TEXTO DE LEITURA —
O primeiro deles é entre Ludvig Kahlen e a terra da Jutlândia. Nesse aspecto, o filme realça a fragilidade da humanidade diante da nossa dependência do cultivo agrícola para estabelecer nossos assentamentos e nossas civilizações. Parte do governo central da Dinamarca já havia desistido de cultivar a península, mas Kahlen enxerga nela uma oportunidade de ascendência social em um rígido sistema de classes.

Filho ilegítimo de um conde, Kahlen desenvolve uma obsessão em também se tornar membro da nobreza. É isso o que lhe é prometido se ele conseguir tornar a Jutlândia produtiva e é esse o motivo de sua obstinação. Foi esse mesmo tipo de obstinação que levou milhões de europeus a buscarem oportunidades de riqueza no Novo Mundo e a viverem “aventuras” que dariam origem ao gênero do faroeste, resultando em histórias como as das minisséries 1883 e A Inglesa.

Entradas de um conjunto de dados
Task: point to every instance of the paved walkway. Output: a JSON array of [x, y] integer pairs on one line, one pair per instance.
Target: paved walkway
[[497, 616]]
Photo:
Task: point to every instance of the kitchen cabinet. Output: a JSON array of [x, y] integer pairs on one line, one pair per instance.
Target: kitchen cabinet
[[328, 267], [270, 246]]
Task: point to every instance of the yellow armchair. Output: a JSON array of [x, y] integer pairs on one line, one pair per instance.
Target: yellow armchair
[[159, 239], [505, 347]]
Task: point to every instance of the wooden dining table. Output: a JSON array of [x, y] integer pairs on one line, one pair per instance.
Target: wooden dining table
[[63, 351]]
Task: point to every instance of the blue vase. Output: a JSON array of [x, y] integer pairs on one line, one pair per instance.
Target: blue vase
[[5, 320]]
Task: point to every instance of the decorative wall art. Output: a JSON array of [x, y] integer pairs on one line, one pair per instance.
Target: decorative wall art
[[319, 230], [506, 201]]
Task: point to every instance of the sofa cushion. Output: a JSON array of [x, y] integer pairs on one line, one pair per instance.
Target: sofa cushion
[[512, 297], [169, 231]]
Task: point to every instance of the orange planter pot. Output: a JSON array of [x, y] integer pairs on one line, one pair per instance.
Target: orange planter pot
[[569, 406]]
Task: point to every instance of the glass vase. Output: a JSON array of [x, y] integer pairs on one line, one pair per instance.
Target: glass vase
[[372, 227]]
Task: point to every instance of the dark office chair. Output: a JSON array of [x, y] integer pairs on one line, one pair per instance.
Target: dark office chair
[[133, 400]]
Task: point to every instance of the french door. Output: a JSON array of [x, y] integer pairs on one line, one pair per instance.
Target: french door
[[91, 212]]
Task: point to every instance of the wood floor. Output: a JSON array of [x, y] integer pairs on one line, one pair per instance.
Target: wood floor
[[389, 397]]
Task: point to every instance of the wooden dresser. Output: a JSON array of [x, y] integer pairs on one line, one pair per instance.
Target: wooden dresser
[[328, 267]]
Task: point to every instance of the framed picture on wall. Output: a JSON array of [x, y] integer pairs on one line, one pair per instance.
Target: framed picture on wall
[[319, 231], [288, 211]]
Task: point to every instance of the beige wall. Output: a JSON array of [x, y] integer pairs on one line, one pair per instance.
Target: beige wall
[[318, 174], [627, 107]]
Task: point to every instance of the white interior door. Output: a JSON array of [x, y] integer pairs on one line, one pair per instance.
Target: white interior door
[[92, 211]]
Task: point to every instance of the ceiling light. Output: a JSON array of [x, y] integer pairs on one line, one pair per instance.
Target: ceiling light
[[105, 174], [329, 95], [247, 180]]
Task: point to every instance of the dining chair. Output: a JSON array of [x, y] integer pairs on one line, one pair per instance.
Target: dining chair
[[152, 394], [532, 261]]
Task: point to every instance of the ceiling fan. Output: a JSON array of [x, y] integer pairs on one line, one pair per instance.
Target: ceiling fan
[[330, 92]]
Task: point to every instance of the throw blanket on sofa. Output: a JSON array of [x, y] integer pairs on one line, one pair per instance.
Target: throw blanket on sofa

ATIVIDADES PROPOSTAS —
1/ Responda com base no texto sobre Ludvig Kahlen e a Jutlândia:
(a) O que parte do governo central da Dinamarca já havia feito em relação à península?
(b) De quem Kahlen é filho ilegítimo?
(c) Quais minisséries são citadas como exemplos de histórias do gênero do faroeste?
2/ Como fica em inglês esta frase do texto sobre Ludvig Kahlen e a Jutlândia: "Filho ilegítimo de um conde, Kahlen desenvolve uma obsessão em também se tornar membro da nobreza."?
3/ Dê sequência ao texto sobre Ludvig Kahlen e a Jutlândia a partir da última frase apresentada.

RESPOSTAS ESPERADAS —
1/
(a) Já havia desistido de cultivá-la.
(b) De um conde.
(c) 1883 e A Inglesa.

2/ The illegitimate son of a count, Kahlen develops an obsession with also becoming a member of the nobility.

3/
Assim como a protagonista do recente A Viúva Clicquot, Kahlen também depende dos resultados de sua colheita para provar seu valor para o mundo. Porém, sua história fica mais violenta devido ao segundo grande conflito presente em O Bastardo, que coloca Kahlen contra Frederik De Schinkel (Simon Bennebjerg), um magistrado e grande latifundiário que fará todo o possível para manter o status quo e evitar a chegada de novos colonos.

De Schinkel é um vilão tão caricato que poderia até ficar deslocado diante da seriedade e do tom de realismo do filme. Porém, sua crueldade, sua mediocridade e sua mesquinhez vão tão longe que nos lembram de como o poder e a riqueza podem realmente transformar pessoas de fraca composição moral em verdadeiros monstros. Uma vez que as únicas “qualidades” que ele possui são seu título e sua riqueza, ele vai até as últimas consequências para manter sua posição, mesmo que isso signifique atrasar o desenvolvimento de sua própria região.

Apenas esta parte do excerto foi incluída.